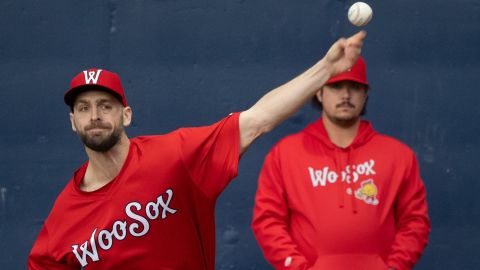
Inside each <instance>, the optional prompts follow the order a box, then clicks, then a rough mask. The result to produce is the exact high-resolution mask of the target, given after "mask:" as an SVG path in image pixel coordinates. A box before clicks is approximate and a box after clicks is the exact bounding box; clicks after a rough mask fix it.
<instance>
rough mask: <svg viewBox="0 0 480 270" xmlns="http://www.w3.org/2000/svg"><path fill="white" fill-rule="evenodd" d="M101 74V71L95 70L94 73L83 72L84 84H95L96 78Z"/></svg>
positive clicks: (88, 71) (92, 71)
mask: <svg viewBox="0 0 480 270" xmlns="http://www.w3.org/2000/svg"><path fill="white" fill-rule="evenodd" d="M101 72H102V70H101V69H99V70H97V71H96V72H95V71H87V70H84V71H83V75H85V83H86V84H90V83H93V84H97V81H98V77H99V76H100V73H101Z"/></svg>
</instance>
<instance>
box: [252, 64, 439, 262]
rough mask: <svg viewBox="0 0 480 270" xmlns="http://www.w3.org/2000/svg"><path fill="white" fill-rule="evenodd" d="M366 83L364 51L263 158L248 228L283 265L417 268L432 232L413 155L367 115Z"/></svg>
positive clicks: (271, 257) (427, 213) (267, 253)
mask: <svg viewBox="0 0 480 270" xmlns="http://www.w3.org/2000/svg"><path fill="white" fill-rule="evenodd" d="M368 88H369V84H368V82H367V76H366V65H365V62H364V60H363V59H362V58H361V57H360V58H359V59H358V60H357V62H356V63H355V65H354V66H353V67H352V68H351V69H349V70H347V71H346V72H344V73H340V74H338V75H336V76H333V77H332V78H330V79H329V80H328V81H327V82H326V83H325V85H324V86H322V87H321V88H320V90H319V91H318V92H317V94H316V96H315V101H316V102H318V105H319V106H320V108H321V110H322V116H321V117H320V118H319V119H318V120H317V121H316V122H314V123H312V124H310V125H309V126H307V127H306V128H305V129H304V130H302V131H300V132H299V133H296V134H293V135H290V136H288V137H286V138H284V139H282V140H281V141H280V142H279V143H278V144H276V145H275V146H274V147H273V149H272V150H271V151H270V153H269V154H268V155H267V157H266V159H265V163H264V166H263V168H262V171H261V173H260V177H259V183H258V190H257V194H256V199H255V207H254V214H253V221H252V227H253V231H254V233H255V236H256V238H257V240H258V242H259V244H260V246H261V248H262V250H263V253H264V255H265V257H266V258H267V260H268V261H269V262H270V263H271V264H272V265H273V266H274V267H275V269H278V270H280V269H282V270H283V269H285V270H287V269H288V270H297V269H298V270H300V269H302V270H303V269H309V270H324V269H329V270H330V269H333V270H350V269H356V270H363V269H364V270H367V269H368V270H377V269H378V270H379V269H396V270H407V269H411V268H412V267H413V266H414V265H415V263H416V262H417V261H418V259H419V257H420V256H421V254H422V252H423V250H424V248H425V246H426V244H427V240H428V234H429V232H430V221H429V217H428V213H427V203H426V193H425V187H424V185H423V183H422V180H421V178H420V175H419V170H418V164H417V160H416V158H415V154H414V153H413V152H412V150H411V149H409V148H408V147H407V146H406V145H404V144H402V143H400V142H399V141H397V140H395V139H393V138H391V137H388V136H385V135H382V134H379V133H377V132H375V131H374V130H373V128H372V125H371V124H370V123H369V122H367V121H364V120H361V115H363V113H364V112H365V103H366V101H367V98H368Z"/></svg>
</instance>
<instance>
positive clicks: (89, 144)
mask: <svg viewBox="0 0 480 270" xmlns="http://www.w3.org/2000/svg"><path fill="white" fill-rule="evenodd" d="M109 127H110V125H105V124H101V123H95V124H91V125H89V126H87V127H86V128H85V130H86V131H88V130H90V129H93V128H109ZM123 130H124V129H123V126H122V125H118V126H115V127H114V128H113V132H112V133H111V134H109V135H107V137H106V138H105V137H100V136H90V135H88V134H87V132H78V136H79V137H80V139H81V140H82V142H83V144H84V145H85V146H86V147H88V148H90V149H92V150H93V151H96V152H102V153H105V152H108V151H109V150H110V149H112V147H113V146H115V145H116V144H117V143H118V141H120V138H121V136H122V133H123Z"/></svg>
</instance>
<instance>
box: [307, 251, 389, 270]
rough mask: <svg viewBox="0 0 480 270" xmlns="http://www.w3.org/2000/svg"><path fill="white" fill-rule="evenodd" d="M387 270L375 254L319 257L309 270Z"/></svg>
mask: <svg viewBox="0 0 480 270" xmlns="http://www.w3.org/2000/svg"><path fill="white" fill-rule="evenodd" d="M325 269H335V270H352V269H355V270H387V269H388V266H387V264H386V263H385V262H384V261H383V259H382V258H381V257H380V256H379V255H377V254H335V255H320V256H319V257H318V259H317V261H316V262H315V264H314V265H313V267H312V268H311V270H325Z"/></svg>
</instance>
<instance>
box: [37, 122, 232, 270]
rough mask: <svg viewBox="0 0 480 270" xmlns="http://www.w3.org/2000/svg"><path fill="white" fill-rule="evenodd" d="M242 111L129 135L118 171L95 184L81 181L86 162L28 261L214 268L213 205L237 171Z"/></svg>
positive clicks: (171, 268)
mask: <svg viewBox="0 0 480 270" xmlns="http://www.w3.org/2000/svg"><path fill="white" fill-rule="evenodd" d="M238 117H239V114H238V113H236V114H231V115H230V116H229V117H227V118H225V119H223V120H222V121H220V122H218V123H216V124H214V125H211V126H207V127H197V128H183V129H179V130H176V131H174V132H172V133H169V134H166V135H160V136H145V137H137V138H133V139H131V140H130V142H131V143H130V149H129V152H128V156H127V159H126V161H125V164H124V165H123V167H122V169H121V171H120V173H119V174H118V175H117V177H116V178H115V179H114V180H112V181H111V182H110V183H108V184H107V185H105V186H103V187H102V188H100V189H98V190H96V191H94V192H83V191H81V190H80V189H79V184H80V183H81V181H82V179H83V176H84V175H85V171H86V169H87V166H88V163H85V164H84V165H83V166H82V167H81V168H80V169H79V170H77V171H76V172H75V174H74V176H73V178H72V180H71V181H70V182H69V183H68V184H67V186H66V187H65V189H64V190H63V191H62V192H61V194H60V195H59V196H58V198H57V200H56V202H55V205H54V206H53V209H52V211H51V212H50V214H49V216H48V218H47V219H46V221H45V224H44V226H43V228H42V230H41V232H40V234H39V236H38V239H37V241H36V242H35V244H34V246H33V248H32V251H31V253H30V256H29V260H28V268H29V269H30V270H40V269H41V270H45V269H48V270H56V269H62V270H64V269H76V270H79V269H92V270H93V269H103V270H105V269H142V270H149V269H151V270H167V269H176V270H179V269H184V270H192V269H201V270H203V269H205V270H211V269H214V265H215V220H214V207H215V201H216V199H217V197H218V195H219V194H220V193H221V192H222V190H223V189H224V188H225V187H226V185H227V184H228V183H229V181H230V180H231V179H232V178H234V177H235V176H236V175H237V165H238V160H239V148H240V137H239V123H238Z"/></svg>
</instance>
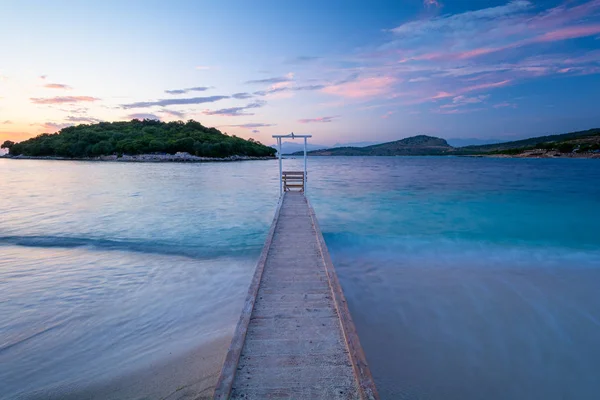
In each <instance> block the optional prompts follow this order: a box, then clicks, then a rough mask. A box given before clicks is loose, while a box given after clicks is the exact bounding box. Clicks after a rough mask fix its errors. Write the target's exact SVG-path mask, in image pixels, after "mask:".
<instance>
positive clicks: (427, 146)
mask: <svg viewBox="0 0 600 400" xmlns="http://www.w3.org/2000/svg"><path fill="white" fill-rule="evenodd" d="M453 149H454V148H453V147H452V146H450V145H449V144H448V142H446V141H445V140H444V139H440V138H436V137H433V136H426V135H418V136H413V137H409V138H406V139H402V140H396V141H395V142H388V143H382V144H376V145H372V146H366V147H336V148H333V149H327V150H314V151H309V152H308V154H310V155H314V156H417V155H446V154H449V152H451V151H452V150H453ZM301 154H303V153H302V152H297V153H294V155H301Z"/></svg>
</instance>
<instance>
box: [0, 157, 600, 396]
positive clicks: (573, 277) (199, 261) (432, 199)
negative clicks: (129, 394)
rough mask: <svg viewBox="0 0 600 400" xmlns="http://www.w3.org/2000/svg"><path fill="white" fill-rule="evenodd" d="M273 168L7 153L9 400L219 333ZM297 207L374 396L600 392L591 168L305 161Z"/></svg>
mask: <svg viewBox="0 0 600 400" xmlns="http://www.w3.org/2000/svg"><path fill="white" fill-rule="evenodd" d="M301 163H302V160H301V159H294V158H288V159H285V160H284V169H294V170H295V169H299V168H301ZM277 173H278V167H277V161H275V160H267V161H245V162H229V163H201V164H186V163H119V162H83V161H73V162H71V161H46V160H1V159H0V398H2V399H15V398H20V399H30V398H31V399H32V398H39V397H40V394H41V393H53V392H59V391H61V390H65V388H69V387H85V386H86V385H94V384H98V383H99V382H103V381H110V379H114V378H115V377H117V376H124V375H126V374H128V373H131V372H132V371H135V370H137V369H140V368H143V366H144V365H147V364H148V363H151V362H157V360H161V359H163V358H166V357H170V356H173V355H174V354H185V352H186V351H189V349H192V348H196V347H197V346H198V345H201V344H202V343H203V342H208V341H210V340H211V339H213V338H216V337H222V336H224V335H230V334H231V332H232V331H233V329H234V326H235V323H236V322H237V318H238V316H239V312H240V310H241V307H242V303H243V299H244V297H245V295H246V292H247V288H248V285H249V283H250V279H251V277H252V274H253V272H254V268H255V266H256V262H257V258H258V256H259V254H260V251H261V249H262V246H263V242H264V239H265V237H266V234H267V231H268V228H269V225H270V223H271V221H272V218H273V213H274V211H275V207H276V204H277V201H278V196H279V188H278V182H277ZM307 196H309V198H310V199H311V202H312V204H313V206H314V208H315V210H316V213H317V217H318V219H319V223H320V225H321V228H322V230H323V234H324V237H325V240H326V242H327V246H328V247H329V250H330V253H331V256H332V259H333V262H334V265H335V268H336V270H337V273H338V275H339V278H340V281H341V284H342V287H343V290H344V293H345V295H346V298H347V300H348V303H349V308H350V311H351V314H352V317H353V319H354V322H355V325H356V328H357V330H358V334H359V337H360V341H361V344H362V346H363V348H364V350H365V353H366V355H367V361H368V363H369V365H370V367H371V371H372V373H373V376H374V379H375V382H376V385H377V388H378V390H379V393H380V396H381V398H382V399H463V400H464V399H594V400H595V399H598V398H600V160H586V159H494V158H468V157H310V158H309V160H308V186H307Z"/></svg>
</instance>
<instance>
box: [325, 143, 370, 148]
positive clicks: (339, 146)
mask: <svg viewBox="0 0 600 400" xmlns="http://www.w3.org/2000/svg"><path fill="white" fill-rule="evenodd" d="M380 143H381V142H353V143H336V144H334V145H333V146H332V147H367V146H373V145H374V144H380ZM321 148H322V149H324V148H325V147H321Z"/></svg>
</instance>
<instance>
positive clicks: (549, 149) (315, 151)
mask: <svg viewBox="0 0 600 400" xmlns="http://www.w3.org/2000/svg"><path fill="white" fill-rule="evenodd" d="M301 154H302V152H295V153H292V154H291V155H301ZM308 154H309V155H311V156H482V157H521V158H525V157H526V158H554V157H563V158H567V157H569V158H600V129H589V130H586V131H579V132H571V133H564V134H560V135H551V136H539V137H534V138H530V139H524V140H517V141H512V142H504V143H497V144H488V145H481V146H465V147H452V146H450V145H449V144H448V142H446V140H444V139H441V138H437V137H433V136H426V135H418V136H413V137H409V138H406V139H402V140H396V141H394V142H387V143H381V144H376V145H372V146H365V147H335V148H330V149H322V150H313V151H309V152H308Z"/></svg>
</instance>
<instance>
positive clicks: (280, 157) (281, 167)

▸ What the exercise asks: What is needed is the exact run of lines from the start of the data through the line with "83L364 51L263 158L248", both ends included, minus the pictures.

▸ Solution:
Inside each <instance>, the optional prompts follow the order a box, then clicks, then a rough mask. The result to produce is the exact high-resolution mask of the target, given after "mask:" as an SVG path in image pixel coordinates. A box before clicks is approximate and a box after clicks is the exact bounding box; clicks after a rough mask fix it.
<instance>
rough mask: <svg viewBox="0 0 480 270" xmlns="http://www.w3.org/2000/svg"><path fill="white" fill-rule="evenodd" d="M101 74V71L95 70L94 73L83 72L84 84H95L96 78Z"/></svg>
positive clicks: (88, 71) (92, 71)
mask: <svg viewBox="0 0 480 270" xmlns="http://www.w3.org/2000/svg"><path fill="white" fill-rule="evenodd" d="M101 72H102V70H101V69H99V70H97V71H96V72H95V71H87V70H84V71H83V75H85V83H86V84H90V83H93V84H97V81H98V77H99V76H100V73H101Z"/></svg>
</instance>
<instance>
box: [252, 64, 439, 262]
rough mask: <svg viewBox="0 0 480 270" xmlns="http://www.w3.org/2000/svg"><path fill="white" fill-rule="evenodd" d="M366 83L364 51L263 158L248 228L283 265L417 268L432 232L413 155L367 115Z"/></svg>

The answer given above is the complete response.